* To do *
Copy out the lines of the records below without any changes, beginning at the line containing "398, row 586." and continuing through the line containing "column 318, row 211".

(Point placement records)
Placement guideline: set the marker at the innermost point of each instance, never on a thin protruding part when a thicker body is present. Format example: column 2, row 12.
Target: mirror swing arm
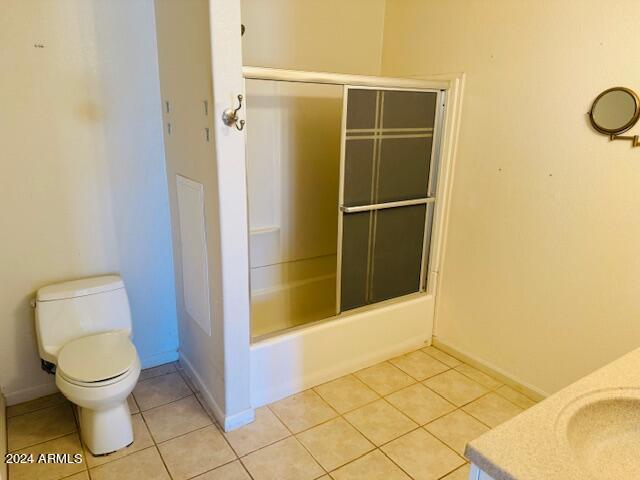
column 635, row 139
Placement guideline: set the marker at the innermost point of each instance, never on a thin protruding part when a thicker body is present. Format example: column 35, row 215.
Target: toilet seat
column 97, row 360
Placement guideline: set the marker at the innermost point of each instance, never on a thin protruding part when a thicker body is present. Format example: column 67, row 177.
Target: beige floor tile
column 461, row 473
column 157, row 371
column 422, row 456
column 195, row 453
column 79, row 476
column 373, row 466
column 37, row 404
column 141, row 440
column 516, row 397
column 456, row 429
column 49, row 471
column 40, row 426
column 419, row 365
column 442, row 356
column 285, row 460
column 480, row 377
column 455, row 387
column 160, row 391
column 419, row 403
column 346, row 393
column 231, row 471
column 133, row 406
column 264, row 430
column 384, row 378
column 145, row 464
column 177, row 418
column 302, row 410
column 335, row 443
column 492, row 409
column 380, row 422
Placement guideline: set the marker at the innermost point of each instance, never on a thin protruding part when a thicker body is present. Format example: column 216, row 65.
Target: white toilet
column 84, row 333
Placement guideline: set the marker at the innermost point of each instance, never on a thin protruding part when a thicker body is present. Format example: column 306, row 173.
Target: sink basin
column 603, row 433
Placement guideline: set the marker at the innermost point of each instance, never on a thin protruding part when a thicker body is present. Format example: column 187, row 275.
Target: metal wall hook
column 230, row 116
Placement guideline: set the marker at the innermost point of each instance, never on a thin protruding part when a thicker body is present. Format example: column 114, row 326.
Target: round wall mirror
column 615, row 110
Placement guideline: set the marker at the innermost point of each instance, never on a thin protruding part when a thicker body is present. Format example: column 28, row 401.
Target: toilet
column 84, row 336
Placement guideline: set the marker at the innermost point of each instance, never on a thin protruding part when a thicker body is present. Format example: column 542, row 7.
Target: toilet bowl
column 84, row 330
column 97, row 373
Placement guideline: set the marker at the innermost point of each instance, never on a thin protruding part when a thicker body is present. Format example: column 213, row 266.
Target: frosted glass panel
column 403, row 169
column 387, row 159
column 397, row 252
column 293, row 160
column 355, row 258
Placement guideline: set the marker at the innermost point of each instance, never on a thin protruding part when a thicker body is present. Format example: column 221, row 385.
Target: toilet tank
column 69, row 310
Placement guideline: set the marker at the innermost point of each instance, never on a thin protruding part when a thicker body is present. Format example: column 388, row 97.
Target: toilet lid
column 97, row 357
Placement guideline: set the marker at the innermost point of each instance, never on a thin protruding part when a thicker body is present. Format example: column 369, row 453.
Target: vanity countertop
column 535, row 445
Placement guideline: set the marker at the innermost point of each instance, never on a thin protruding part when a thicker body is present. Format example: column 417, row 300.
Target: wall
column 541, row 272
column 185, row 76
column 83, row 183
column 318, row 35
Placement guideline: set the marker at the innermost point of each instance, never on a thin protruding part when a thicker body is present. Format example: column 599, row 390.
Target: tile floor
column 407, row 418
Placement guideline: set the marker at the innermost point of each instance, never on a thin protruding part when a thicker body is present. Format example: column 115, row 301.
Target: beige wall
column 82, row 183
column 542, row 271
column 321, row 35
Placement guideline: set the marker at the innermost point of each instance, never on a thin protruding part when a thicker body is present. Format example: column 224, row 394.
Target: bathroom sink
column 602, row 431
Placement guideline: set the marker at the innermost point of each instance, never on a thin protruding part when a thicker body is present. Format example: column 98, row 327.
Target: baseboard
column 30, row 393
column 3, row 437
column 159, row 359
column 504, row 376
column 278, row 391
column 228, row 422
column 294, row 361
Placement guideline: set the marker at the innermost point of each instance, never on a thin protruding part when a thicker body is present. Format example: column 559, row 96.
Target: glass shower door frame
column 429, row 200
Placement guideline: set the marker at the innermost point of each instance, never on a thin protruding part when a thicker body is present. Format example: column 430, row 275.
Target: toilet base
column 105, row 431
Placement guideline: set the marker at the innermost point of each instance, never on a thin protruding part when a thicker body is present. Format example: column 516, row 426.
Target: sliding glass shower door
column 387, row 193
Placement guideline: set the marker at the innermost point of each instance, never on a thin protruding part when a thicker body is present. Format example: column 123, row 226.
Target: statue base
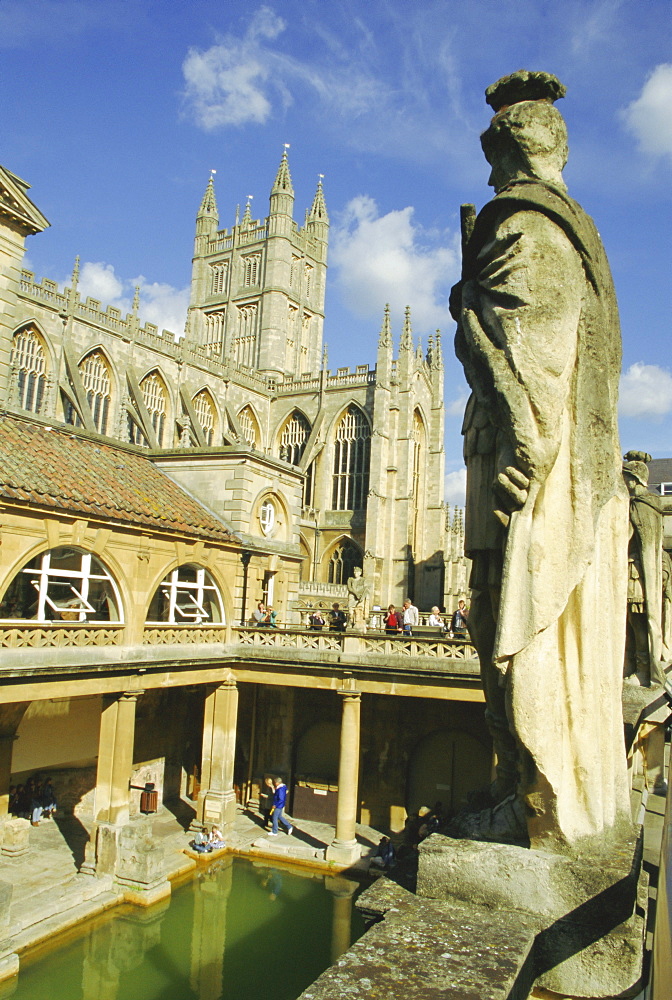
column 590, row 930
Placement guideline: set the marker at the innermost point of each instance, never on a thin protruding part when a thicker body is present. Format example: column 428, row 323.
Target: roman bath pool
column 236, row 930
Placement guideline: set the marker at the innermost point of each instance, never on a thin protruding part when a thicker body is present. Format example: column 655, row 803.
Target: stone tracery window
column 252, row 269
column 64, row 584
column 95, row 372
column 28, row 362
column 249, row 426
column 205, row 411
column 155, row 397
column 188, row 595
column 352, row 450
column 294, row 438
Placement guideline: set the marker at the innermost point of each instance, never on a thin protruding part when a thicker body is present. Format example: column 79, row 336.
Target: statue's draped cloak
column 539, row 339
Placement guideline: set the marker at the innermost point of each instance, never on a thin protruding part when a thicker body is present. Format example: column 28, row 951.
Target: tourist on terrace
column 458, row 623
column 317, row 621
column 411, row 616
column 394, row 621
column 279, row 800
column 436, row 619
column 337, row 619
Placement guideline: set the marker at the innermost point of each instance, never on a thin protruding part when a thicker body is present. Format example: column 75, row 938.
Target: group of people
column 204, row 842
column 337, row 619
column 35, row 800
column 265, row 616
column 403, row 621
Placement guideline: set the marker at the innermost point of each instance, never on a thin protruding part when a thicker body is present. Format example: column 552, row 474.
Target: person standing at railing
column 458, row 623
column 394, row 621
column 411, row 616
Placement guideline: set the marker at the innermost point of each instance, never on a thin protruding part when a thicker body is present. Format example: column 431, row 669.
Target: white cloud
column 160, row 304
column 649, row 118
column 646, row 391
column 388, row 258
column 455, row 487
column 227, row 84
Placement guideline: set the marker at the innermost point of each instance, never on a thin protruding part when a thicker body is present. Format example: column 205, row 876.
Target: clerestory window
column 187, row 595
column 28, row 363
column 352, row 450
column 64, row 584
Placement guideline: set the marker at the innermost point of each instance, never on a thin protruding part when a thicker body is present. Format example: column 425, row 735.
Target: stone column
column 217, row 798
column 6, row 747
column 112, row 795
column 344, row 849
column 115, row 758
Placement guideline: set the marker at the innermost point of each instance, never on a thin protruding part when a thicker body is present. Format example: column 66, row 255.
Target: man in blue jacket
column 279, row 799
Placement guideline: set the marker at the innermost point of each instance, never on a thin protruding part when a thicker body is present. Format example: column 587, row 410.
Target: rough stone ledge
column 433, row 950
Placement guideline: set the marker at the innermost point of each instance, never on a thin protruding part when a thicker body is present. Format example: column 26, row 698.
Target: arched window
column 343, row 560
column 205, row 411
column 63, row 584
column 352, row 449
column 188, row 595
column 249, row 426
column 294, row 438
column 29, row 364
column 156, row 400
column 95, row 373
column 418, row 472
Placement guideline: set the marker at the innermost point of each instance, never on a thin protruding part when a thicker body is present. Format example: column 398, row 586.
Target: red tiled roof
column 56, row 468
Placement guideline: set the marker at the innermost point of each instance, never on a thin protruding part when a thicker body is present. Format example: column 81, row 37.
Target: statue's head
column 636, row 475
column 527, row 138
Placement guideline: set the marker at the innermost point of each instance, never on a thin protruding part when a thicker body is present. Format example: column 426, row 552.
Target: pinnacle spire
column 209, row 203
column 385, row 339
column 406, row 343
column 283, row 179
column 318, row 211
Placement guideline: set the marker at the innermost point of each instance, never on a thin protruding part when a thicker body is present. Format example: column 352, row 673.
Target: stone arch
column 251, row 425
column 207, row 412
column 291, row 436
column 340, row 559
column 64, row 583
column 445, row 766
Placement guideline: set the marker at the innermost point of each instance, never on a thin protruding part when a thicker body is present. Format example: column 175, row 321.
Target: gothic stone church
column 315, row 471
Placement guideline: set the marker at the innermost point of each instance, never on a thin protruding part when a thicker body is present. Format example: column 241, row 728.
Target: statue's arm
column 520, row 319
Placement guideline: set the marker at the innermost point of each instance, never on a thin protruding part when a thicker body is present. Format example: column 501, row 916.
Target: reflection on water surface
column 238, row 930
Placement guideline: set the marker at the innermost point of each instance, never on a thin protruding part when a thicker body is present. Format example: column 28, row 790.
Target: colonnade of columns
column 216, row 803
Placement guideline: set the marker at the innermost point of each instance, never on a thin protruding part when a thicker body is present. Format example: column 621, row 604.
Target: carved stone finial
column 523, row 85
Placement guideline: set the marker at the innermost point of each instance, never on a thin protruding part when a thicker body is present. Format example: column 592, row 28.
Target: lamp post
column 245, row 557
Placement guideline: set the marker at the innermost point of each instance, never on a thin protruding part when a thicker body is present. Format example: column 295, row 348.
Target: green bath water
column 236, row 931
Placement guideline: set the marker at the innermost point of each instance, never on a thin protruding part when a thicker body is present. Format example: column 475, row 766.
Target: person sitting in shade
column 384, row 856
column 216, row 839
column 201, row 842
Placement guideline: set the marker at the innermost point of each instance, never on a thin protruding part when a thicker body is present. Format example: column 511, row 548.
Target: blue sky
column 115, row 111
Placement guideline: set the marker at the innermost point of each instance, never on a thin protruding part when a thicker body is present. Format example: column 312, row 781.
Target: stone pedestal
column 15, row 834
column 344, row 849
column 590, row 935
column 140, row 865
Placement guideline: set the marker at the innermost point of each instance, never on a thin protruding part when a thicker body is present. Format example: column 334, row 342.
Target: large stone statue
column 359, row 590
column 546, row 517
column 646, row 593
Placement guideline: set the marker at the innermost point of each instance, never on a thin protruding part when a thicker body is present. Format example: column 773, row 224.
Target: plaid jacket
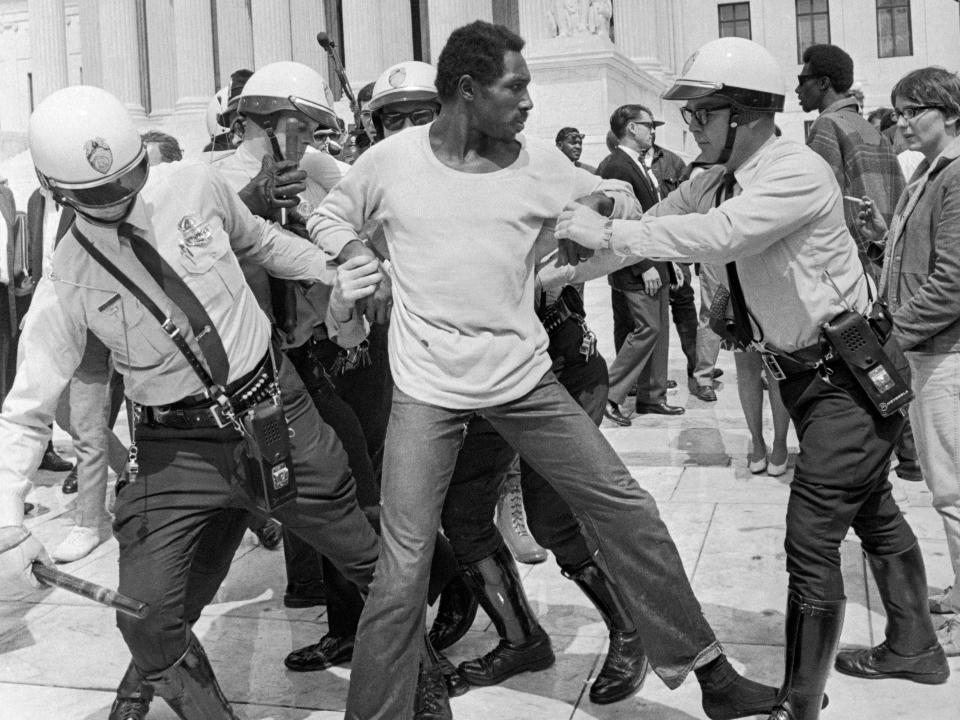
column 864, row 164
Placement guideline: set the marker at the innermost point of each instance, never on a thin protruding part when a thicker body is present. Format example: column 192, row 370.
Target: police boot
column 190, row 687
column 133, row 697
column 910, row 650
column 813, row 631
column 455, row 613
column 431, row 701
column 523, row 646
column 625, row 666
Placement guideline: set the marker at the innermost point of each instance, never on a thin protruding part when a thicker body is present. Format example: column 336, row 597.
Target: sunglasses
column 702, row 115
column 909, row 113
column 395, row 121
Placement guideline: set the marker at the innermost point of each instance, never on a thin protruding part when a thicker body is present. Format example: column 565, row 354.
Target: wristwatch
column 607, row 234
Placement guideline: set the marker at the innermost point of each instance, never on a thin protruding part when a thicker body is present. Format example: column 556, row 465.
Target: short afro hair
column 476, row 50
column 831, row 62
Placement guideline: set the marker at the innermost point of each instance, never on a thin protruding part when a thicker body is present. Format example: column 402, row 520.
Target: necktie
column 176, row 289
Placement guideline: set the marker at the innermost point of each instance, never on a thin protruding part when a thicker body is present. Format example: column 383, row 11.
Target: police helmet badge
column 397, row 77
column 193, row 232
column 99, row 155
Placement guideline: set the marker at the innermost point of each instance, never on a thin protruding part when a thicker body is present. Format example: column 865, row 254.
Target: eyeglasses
column 702, row 115
column 395, row 121
column 909, row 113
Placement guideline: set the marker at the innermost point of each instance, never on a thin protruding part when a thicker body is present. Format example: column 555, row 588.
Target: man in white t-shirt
column 463, row 202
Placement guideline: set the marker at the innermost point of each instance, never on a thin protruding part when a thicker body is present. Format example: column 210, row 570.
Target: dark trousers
column 642, row 357
column 179, row 522
column 840, row 480
column 623, row 528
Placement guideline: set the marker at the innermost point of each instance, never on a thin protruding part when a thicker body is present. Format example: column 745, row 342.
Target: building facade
column 165, row 58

* Answer *
Placement guideline: set the marker at the innermost point of each instance, never on a thin protruding part when a thicker body is present. Format example: column 398, row 586.
Target: red tiled roof
column 56, row 468
Placement guideline: set the marker at the innermost point of each instance, never on a thin protruding part when a thicker body is present. Format example: column 81, row 37.
Target: statue's head
column 636, row 475
column 527, row 138
Placement guideline: set the marker at the innermost point of each instance, never on a thin protruding part when a thicker body is present. Format example: column 426, row 552.
Target: pinnacle spire
column 209, row 203
column 385, row 339
column 406, row 343
column 283, row 179
column 318, row 211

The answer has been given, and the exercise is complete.